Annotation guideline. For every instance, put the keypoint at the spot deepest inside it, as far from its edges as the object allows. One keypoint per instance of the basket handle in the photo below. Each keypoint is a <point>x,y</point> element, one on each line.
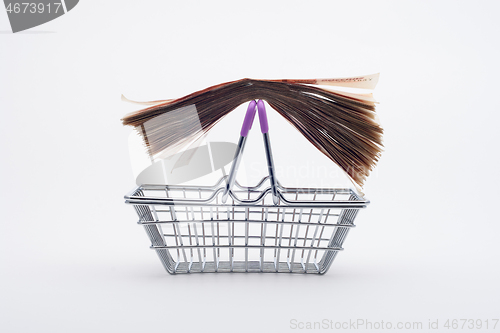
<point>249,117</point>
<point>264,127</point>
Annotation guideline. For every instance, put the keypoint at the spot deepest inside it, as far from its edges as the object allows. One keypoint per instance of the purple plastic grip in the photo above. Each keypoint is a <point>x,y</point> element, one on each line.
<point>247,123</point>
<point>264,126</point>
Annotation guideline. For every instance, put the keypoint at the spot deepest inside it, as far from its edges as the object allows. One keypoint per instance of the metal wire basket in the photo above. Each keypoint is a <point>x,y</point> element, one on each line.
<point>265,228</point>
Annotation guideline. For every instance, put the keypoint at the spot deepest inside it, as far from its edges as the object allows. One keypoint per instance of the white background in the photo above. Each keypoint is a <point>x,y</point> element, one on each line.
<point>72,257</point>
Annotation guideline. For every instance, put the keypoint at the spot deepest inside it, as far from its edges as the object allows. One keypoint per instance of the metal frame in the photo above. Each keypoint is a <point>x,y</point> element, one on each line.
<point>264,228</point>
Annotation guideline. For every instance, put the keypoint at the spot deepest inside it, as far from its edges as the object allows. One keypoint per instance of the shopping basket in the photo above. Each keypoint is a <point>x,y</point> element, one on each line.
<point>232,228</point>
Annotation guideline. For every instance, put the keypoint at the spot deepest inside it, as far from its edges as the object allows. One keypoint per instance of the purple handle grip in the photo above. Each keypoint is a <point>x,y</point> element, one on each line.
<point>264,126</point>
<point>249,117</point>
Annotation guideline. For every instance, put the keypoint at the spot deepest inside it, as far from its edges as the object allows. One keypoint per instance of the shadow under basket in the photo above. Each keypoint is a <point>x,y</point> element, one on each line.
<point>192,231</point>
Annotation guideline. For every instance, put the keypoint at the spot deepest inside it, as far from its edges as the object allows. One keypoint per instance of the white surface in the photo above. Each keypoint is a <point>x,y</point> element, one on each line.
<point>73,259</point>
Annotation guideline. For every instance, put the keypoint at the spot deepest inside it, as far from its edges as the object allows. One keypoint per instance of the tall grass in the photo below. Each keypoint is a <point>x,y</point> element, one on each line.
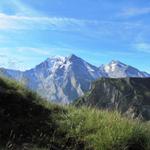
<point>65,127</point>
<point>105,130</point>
◇ ◇ ◇ ◇
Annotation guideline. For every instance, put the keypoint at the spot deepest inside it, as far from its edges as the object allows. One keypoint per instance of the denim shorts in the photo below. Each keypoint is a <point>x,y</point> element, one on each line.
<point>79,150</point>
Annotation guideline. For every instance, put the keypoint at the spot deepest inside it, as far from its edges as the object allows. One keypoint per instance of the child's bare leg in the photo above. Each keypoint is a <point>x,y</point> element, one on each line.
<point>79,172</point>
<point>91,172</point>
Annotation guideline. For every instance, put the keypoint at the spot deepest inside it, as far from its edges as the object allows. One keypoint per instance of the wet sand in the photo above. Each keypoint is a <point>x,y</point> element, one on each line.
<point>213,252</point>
◇ ◇ ◇ ◇
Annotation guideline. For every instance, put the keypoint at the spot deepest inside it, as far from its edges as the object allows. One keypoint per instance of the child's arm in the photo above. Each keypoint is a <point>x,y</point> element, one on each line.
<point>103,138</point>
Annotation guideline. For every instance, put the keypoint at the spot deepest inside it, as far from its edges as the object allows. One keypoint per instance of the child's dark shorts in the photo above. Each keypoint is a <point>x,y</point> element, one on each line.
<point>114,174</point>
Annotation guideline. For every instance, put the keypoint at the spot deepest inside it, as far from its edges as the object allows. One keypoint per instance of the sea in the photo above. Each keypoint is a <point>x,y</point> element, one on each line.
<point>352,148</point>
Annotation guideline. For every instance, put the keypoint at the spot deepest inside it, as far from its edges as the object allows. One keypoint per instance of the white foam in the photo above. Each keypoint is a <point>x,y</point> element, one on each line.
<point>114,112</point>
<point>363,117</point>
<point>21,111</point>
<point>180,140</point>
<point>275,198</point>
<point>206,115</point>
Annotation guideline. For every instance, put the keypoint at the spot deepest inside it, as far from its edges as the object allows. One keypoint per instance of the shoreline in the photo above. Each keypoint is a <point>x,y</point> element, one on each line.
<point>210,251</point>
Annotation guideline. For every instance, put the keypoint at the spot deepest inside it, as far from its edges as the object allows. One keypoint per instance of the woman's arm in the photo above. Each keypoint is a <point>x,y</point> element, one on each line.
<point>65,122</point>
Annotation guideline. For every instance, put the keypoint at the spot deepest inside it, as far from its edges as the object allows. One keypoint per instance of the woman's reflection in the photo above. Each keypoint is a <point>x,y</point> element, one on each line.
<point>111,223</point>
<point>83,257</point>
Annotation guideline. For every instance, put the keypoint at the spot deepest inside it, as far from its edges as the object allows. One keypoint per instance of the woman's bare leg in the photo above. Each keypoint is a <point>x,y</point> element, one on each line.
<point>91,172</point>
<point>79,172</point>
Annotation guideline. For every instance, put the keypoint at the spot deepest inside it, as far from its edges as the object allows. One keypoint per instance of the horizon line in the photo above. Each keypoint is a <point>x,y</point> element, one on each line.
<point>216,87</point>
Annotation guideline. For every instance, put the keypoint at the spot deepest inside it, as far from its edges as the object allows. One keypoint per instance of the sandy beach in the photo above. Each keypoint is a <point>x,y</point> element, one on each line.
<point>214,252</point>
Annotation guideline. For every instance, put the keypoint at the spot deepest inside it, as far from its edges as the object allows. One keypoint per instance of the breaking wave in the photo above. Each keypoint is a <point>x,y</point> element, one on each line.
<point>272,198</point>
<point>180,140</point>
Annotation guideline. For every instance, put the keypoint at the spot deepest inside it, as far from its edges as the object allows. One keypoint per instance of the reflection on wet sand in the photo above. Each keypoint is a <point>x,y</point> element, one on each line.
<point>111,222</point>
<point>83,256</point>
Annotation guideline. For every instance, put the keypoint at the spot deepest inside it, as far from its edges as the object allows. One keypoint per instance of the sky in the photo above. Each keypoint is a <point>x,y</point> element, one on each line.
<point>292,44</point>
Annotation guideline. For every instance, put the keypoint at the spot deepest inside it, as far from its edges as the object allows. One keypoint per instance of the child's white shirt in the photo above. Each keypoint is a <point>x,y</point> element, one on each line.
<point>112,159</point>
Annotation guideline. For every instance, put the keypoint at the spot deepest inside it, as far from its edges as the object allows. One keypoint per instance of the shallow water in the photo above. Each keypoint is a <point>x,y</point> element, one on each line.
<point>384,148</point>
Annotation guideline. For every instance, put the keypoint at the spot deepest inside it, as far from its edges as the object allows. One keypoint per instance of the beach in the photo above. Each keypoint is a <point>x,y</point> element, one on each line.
◇ ◇ ◇ ◇
Given problem> Pull out every line of the material above that contains the word "purple" and copy each one unchanged.

Exercise answer>
Annotation guideline. For every instance, put the keypoint at the spot deepest inside it, as far from its edges as the object allows. One keypoint per instance of the purple plastic grip in the photo above. Each keypoint is a <point>x,y</point> element, one on each line.
Annotation guideline. For every instance, put the keypoint at the spot deepest inside it, as far from its edges as the object allows. One keypoint per instance of the purple handle grip in the photo above. Each keypoint is a <point>x,y</point> element, one on each line.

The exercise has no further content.